▶ [Task details] Restate the whole listing exactly.

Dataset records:
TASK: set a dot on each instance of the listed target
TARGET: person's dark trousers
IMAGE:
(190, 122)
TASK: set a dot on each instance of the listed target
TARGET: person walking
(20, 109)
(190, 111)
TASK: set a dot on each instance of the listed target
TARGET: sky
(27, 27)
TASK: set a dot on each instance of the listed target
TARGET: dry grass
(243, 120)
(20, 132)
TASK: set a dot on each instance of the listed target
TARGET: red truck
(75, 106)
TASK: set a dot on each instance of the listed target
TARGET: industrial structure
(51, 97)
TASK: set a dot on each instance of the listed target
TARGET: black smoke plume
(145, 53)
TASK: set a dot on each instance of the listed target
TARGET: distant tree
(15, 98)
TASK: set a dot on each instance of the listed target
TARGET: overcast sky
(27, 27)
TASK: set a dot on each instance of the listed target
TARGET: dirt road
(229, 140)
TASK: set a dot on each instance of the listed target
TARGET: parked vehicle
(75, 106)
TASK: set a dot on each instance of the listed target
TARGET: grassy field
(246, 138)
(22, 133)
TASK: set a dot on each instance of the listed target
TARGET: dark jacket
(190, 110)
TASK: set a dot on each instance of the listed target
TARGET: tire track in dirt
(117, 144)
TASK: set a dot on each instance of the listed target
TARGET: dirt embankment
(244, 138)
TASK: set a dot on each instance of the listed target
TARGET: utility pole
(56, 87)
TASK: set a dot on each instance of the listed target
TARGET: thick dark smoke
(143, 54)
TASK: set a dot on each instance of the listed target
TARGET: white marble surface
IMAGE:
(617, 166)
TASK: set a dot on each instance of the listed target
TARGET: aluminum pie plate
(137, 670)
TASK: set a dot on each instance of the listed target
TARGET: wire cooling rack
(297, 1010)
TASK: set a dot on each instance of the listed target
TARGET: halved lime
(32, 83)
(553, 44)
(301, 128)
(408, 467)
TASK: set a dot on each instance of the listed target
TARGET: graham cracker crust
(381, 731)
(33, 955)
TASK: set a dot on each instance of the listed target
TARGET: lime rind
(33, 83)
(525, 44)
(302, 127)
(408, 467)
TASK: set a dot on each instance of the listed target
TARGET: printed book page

▶ [Task response]
TASK: set a dot on each instance of the listed target
TARGET: person's dark trousers
IMAGE:
(190, 122)
TASK: set a dot on each instance of the listed target
TARGET: person walking
(20, 109)
(190, 111)
TASK: set a dot on each instance of the listed target
TARGET: sky
(27, 27)
TASK: set a dot on each instance of the listed target
TARGET: dry grass
(243, 120)
(20, 132)
TASK: set a dot on each instance of the listed target
TARGET: red truck
(75, 106)
TASK: set a dot on each instance of the listed target
TARGET: industrial structure
(51, 97)
TASK: set a dot on each instance of the listed target
TARGET: black smoke plume
(145, 53)
TASK: set a dot on each instance of the listed target
TARGET: distant tree
(15, 98)
TASK: set a dot on each instance of the listed target
TARGET: overcast sky
(27, 27)
TASK: set a dot on each instance of the listed target
TARGET: dirt road
(229, 140)
TASK: set a dot on each instance of the listed target
TARGET: parked vehicle
(75, 106)
TASK: set a dot on each instance of the listed target
TARGET: grassy field
(246, 138)
(22, 133)
TASK: set a dot on each instance of the listed target
TARGET: dark jacket
(190, 110)
TASK: set a dot on each instance of the listed target
TARGET: tire track in dirt
(117, 144)
TASK: set a dot on each instance of the listed target
TARGET: dirt embankment
(244, 138)
TASK: set a dot on each instance of the listed target
TARGET: utility pole
(56, 87)
TASK: set a dot on each instance of the listed target
TARGET: thick dark smoke
(143, 54)
TASK: set a dot on each instance of the listed target
TARGET: white marble surface
IMAGE:
(617, 166)
TASK: set a dot on each instance of the listed target
TARGET: aluminum pie plate
(137, 670)
TASK: set a dot on each instance of the listed target
TARGET: wire cooling rack
(297, 1010)
TASK: set a dot on each instance of the listed target
TARGET: halved lime
(32, 83)
(553, 44)
(301, 128)
(408, 467)
TASK: set a dot on each instance of the listed target
TARGET: graham cracker crust
(381, 731)
(33, 955)
TASK: set a dot on each instance of the listed target
TARGET: lime rind
(33, 83)
(525, 44)
(302, 127)
(408, 467)
TASK: set a dot on each instance of the listed target
TARGET: printed book page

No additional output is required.